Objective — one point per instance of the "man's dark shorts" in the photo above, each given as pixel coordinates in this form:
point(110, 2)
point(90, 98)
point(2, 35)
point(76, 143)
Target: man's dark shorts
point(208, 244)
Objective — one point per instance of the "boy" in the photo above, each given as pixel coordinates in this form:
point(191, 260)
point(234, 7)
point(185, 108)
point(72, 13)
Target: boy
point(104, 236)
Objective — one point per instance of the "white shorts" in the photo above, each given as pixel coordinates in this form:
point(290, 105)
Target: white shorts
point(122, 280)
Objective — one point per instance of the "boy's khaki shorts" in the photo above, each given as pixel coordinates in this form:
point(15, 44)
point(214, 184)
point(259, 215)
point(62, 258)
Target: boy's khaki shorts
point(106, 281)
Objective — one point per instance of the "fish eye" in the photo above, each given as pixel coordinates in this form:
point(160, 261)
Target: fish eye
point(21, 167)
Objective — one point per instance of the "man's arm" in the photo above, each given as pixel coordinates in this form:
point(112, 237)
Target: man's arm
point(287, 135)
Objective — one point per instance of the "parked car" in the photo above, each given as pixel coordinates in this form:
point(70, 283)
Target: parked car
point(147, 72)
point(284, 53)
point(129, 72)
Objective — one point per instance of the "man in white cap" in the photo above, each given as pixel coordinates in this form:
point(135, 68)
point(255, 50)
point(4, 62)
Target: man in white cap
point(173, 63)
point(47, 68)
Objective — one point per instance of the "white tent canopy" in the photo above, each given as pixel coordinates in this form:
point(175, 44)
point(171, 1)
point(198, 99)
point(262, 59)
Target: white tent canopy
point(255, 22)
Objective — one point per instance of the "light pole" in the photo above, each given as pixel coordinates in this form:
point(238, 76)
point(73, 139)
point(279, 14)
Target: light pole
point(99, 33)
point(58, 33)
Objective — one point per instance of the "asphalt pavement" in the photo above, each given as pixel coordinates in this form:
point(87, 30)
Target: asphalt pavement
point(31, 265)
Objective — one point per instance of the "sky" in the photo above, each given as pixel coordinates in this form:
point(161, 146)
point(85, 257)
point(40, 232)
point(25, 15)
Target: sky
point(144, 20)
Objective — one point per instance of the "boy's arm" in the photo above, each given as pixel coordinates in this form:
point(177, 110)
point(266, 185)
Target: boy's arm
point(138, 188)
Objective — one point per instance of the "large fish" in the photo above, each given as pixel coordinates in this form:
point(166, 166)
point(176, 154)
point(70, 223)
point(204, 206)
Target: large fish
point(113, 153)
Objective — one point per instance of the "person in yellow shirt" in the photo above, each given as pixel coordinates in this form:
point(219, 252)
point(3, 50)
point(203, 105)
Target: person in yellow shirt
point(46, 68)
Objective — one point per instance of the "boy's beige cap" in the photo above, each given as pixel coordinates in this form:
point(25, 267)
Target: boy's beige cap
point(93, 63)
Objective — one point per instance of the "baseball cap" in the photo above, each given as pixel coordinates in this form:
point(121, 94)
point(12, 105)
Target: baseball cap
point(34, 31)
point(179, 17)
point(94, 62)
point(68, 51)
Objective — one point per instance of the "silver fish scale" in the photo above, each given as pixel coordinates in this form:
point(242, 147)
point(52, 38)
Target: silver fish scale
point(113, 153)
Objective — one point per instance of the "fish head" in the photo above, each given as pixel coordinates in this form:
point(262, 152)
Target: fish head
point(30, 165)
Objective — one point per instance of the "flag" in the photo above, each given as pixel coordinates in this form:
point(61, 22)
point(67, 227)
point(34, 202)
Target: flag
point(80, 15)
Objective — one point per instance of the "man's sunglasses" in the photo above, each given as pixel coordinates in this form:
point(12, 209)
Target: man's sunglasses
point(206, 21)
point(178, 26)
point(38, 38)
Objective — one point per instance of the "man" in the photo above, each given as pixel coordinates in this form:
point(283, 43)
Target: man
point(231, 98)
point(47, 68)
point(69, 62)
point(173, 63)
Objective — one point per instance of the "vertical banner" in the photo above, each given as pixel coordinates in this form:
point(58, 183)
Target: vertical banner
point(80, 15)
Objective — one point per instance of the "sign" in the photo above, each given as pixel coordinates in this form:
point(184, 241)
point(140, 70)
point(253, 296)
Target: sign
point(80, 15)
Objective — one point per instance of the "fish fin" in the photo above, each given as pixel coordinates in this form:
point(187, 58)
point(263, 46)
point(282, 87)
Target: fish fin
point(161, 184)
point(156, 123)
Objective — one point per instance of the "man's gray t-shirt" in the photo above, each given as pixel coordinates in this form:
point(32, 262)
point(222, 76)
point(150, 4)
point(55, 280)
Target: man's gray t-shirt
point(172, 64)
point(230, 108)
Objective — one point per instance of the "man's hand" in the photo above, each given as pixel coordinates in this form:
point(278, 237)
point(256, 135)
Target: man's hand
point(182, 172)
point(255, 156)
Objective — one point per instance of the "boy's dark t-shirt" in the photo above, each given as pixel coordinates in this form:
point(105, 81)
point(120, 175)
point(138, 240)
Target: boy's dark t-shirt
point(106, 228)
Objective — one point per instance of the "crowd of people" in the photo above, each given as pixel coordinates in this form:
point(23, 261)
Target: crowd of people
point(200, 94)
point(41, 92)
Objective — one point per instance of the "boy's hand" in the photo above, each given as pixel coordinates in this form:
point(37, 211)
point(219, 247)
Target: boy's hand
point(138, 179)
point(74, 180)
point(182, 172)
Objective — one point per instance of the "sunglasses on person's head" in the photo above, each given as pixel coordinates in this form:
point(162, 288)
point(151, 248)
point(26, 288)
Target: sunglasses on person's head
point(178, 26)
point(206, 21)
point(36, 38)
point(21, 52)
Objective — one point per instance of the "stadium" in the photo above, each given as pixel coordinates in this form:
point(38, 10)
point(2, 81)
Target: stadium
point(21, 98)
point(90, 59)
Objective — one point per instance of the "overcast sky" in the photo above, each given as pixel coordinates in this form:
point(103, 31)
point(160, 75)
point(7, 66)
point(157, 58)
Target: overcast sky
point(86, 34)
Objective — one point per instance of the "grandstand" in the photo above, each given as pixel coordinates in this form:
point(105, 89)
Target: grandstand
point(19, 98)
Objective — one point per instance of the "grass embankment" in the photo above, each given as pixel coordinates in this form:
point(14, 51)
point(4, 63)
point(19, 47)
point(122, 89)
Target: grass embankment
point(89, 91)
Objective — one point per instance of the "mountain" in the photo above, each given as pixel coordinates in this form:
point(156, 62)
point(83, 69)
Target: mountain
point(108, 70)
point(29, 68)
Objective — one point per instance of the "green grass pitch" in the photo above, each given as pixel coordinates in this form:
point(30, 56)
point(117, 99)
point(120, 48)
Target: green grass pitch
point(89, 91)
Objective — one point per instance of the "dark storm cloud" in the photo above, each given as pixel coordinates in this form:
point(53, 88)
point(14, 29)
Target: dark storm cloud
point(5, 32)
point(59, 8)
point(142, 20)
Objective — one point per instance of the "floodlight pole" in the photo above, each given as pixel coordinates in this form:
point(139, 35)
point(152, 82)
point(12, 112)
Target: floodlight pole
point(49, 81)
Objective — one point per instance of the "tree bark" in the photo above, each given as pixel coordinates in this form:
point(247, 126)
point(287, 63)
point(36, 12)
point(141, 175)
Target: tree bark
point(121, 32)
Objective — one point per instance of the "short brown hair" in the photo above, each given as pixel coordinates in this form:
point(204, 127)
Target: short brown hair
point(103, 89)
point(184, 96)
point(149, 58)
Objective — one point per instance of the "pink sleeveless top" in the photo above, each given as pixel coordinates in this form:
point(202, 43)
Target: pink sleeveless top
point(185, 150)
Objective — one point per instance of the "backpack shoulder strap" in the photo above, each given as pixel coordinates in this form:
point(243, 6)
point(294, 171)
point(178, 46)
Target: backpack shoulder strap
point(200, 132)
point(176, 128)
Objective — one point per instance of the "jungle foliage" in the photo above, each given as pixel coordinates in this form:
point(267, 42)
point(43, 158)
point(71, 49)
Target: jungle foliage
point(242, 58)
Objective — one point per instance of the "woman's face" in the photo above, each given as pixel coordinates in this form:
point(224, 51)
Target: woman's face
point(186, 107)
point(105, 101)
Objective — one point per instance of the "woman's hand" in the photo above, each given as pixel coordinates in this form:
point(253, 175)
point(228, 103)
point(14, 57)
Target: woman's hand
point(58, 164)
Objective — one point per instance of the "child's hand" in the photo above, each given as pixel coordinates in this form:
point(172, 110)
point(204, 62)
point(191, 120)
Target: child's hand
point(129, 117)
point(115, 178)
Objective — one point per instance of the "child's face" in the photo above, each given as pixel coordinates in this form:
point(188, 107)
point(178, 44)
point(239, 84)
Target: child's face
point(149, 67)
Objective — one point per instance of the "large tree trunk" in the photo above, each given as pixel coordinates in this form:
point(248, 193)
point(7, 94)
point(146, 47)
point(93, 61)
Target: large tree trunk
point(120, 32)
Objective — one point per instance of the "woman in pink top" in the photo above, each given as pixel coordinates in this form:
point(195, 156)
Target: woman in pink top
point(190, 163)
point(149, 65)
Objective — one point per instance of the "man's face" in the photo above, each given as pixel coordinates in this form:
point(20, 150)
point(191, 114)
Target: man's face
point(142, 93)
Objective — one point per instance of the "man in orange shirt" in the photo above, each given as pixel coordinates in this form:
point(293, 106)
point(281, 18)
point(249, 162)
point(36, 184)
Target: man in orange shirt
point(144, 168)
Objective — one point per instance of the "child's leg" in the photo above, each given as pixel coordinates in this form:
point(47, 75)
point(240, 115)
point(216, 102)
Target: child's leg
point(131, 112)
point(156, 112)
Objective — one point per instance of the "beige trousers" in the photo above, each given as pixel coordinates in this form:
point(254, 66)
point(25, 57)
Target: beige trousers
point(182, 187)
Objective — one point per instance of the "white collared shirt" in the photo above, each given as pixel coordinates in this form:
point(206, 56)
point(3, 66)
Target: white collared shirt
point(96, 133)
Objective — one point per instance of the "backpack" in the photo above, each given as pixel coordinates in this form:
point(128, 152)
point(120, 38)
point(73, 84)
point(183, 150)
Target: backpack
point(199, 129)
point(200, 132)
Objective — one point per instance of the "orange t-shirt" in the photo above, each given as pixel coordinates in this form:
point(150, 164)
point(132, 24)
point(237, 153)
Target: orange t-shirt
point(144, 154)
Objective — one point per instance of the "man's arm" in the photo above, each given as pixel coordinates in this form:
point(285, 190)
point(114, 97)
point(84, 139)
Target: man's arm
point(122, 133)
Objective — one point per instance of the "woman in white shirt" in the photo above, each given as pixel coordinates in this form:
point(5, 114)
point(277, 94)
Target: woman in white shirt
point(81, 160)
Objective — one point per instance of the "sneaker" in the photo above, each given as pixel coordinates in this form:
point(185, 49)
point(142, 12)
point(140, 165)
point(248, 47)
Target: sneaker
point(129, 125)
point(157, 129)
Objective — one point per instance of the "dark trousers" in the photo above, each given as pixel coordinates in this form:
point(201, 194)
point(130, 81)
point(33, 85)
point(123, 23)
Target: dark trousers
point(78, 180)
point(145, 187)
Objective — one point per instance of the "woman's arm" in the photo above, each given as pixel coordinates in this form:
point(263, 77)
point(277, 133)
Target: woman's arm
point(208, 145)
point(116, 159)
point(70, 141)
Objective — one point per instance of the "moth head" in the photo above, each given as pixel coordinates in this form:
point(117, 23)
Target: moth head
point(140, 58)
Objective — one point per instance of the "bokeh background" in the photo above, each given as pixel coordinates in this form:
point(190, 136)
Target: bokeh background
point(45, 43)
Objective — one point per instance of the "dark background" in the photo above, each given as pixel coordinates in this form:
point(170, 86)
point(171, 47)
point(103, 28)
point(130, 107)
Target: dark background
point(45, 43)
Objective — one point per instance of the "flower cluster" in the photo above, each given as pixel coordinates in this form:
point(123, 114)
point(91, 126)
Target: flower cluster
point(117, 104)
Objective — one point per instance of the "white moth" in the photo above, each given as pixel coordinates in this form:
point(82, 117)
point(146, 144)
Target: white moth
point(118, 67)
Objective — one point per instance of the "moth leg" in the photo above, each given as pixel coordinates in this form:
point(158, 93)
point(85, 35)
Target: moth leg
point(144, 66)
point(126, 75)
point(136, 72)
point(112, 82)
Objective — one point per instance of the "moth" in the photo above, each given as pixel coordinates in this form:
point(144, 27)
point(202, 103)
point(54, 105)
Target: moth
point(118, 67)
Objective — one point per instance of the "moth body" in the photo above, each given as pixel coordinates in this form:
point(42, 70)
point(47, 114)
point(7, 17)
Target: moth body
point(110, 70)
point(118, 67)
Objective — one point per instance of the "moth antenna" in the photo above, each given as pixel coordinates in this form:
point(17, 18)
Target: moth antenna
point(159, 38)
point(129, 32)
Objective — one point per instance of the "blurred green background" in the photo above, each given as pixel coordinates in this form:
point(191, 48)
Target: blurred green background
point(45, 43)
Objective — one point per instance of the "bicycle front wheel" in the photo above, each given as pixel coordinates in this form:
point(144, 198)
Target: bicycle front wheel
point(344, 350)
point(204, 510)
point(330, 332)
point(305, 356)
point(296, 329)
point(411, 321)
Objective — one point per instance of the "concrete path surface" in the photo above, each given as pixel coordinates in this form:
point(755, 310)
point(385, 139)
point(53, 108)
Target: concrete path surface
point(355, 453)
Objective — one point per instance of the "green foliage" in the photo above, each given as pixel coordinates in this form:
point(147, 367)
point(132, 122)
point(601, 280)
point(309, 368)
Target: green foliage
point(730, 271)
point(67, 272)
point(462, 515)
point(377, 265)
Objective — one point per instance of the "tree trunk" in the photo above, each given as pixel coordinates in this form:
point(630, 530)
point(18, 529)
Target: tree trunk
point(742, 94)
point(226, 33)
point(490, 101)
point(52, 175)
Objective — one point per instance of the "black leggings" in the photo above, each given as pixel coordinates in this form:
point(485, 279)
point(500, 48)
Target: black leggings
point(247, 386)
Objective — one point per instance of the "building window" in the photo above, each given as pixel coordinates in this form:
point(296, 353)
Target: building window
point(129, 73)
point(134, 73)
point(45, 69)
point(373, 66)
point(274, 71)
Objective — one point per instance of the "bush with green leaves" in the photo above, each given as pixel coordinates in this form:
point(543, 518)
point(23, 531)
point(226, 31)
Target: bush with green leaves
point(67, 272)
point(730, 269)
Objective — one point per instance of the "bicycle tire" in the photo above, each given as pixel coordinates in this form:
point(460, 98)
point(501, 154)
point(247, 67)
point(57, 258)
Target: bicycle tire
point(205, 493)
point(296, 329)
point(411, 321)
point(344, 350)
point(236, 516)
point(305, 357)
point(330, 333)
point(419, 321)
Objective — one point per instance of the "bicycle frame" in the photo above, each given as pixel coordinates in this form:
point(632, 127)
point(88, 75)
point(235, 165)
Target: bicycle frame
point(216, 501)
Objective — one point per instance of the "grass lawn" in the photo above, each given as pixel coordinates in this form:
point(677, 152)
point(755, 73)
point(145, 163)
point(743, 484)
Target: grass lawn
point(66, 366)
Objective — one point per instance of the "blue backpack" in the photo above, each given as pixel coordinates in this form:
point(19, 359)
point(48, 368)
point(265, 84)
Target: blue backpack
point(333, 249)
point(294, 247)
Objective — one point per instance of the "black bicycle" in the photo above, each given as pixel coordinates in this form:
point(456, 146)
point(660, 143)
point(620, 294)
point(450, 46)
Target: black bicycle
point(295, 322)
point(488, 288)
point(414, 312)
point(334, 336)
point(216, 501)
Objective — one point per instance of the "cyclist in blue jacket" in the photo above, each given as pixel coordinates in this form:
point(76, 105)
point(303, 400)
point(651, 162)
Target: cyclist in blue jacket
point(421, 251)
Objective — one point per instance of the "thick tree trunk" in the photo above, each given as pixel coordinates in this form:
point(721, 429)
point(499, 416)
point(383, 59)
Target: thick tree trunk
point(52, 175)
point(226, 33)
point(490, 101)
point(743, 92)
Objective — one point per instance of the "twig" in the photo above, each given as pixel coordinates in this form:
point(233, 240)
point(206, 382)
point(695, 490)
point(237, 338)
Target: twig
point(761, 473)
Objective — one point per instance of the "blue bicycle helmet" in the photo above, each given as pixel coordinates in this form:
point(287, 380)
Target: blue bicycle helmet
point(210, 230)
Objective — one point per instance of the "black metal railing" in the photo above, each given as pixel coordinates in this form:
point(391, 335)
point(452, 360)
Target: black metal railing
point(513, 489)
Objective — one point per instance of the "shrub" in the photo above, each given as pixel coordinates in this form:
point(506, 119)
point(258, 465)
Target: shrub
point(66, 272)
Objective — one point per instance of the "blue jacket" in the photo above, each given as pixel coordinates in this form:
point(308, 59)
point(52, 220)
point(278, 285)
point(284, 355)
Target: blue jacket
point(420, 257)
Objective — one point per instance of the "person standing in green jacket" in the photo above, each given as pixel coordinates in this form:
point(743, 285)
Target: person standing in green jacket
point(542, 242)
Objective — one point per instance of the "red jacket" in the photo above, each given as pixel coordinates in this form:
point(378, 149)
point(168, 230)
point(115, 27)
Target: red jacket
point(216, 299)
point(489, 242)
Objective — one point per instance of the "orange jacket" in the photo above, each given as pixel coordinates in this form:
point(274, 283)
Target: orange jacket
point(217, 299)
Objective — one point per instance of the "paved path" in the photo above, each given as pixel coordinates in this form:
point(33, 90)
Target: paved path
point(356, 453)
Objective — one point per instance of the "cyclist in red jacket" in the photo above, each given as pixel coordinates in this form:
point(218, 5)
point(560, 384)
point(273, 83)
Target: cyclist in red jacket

━━━

- **Problem**:
In the listing above, find the line containing "point(76, 143)" and the line containing "point(15, 44)", then quote both, plus every line between them, exactly as written.

- **Solution for this problem**:
point(76, 143)
Target: man's dark shorts
point(208, 244)
Objective — one point per instance of the "boy" in the photo above, each given as pixel coordinates in this form:
point(191, 260)
point(234, 7)
point(185, 108)
point(72, 13)
Target: boy
point(104, 236)
Objective — one point per instance of the "white shorts" in the photo above, each given as pixel coordinates in this form:
point(290, 105)
Target: white shorts
point(122, 280)
Objective — one point per instance of the "boy's khaki shorts" in the photo above, each given as pixel coordinates in this form:
point(15, 44)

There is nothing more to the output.